Set task -> Every entry must be given again exactly.

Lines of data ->
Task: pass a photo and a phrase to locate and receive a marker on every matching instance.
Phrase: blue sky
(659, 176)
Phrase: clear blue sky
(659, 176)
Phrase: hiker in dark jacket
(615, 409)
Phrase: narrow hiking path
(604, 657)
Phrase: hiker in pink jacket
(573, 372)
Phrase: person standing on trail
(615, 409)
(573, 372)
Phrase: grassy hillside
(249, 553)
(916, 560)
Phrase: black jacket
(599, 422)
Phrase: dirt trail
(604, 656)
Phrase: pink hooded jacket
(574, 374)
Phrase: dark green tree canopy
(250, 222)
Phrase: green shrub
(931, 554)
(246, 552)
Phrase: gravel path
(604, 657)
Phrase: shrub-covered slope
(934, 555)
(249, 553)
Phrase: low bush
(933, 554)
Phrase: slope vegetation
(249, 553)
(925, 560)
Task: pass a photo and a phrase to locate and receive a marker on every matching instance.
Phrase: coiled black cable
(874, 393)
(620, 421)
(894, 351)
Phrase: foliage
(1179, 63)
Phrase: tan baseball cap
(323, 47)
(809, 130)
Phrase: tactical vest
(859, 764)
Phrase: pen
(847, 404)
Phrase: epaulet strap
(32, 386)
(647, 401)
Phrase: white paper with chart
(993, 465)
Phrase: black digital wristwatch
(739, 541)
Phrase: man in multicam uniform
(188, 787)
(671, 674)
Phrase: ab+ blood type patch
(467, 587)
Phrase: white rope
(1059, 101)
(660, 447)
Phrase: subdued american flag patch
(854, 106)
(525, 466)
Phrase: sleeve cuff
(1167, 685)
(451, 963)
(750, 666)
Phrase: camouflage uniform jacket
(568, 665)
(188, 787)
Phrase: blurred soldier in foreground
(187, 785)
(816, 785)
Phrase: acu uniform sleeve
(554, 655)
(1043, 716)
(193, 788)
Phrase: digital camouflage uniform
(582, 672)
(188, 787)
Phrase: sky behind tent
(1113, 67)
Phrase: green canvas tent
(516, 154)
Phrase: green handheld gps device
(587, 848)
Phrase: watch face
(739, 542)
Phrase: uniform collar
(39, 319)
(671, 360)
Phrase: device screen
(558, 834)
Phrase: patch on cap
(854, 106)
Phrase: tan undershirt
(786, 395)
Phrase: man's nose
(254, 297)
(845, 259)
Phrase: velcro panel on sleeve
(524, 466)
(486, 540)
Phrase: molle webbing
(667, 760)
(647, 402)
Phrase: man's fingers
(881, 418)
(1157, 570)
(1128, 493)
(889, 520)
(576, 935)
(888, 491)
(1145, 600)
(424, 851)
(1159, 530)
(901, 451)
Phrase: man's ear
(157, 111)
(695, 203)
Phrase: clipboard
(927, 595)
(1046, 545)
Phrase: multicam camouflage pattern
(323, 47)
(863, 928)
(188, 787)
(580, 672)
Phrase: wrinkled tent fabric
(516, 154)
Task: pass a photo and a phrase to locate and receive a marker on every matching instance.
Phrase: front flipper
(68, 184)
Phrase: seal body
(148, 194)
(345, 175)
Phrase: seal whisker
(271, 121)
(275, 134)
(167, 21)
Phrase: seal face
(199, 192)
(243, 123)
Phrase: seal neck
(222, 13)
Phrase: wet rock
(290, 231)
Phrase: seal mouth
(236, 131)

Result of this exercise ->
Task: pass a photo and a phrase to locate and receive a marker on every matching instance.
Phrase: blue sky
(659, 176)
Phrase: clear blue sky
(659, 176)
Phrase: hiker in dark jacket
(615, 409)
Phrase: narrow hiking path
(604, 657)
Phrase: hiker in pink jacket
(573, 372)
Phrase: person standing on trail
(615, 409)
(573, 372)
Phrase: grassy hillside
(249, 553)
(916, 560)
Phrase: black jacket
(599, 422)
Phrase: dirt trail
(604, 656)
Phrase: pink hooded jacket
(574, 374)
Phrase: dark green tree canopy
(250, 222)
Phrase: green shrub
(931, 554)
(246, 552)
Phrase: gravel path
(604, 657)
Phrase: shrub-covered slope
(934, 555)
(249, 553)
Phrase: low bush
(933, 554)
Phrase: slope vegetation
(249, 553)
(925, 560)
Task: pass a photo and a phrase to locate and receive a marker on every matching instance.
Phrase: coiled black cable
(874, 393)
(620, 421)
(894, 351)
Phrase: foliage
(1179, 63)
Phrase: tan baseball cap
(323, 47)
(809, 130)
Phrase: tactical vest
(859, 764)
Phrase: pen
(847, 404)
Phrase: epaulet strap
(32, 386)
(647, 401)
Phrase: white paper with chart
(993, 465)
Phrase: black digital wristwatch
(739, 541)
Phrase: man in multicam uniform
(188, 787)
(671, 674)
Phrase: ab+ blood type patch
(467, 587)
Phrase: white rope
(1059, 101)
(660, 447)
Phrase: subdued american flag patch
(854, 106)
(525, 466)
Phrase: sleeve cuff
(1167, 685)
(451, 963)
(750, 666)
Phrase: camouflage uniform jacket
(568, 665)
(188, 787)
Phrase: blurred soldier in foreground
(187, 785)
(816, 785)
Phrase: acu uniform sleeve
(554, 655)
(1043, 716)
(193, 788)
Phrase: digital camouflage uniform
(582, 672)
(188, 787)
Phrase: sky behind tent
(1113, 67)
Phrase: green canvas tent
(516, 154)
Phrase: green handheld gps device
(587, 848)
Phrase: watch face
(739, 542)
Phrase: uniform collar
(39, 319)
(671, 360)
Phrase: device screen
(558, 834)
Phrase: patch on cap
(854, 106)
Phrase: tan undershirt
(786, 395)
Phrase: man's nose
(254, 297)
(845, 259)
Phrase: velcro panel on sleeve
(524, 466)
(486, 540)
Phrase: molle webbing
(667, 760)
(647, 402)
Phrase: man's fingers
(881, 418)
(1157, 570)
(1128, 493)
(889, 520)
(576, 935)
(888, 491)
(1145, 600)
(424, 851)
(1159, 530)
(901, 451)
Phrase: man's ear
(157, 111)
(695, 203)
Phrase: clipboard
(927, 595)
(1046, 545)
Phrase: multicam camouflage pattern
(323, 47)
(863, 928)
(188, 787)
(580, 672)
Phrase: wrinkled tent fabric
(516, 154)
Task: pass a photo and a phrase to locate and receive a marker on every matching instance.
Phrase: front flipper
(68, 184)
Phrase: seal body
(148, 194)
(345, 175)
Phrase: seal whisker
(271, 121)
(275, 134)
(167, 21)
Phrase: seal face
(199, 192)
(243, 123)
Phrase: seal neck
(222, 13)
Phrase: wet rock
(290, 231)
Phrase: seal mouth
(236, 131)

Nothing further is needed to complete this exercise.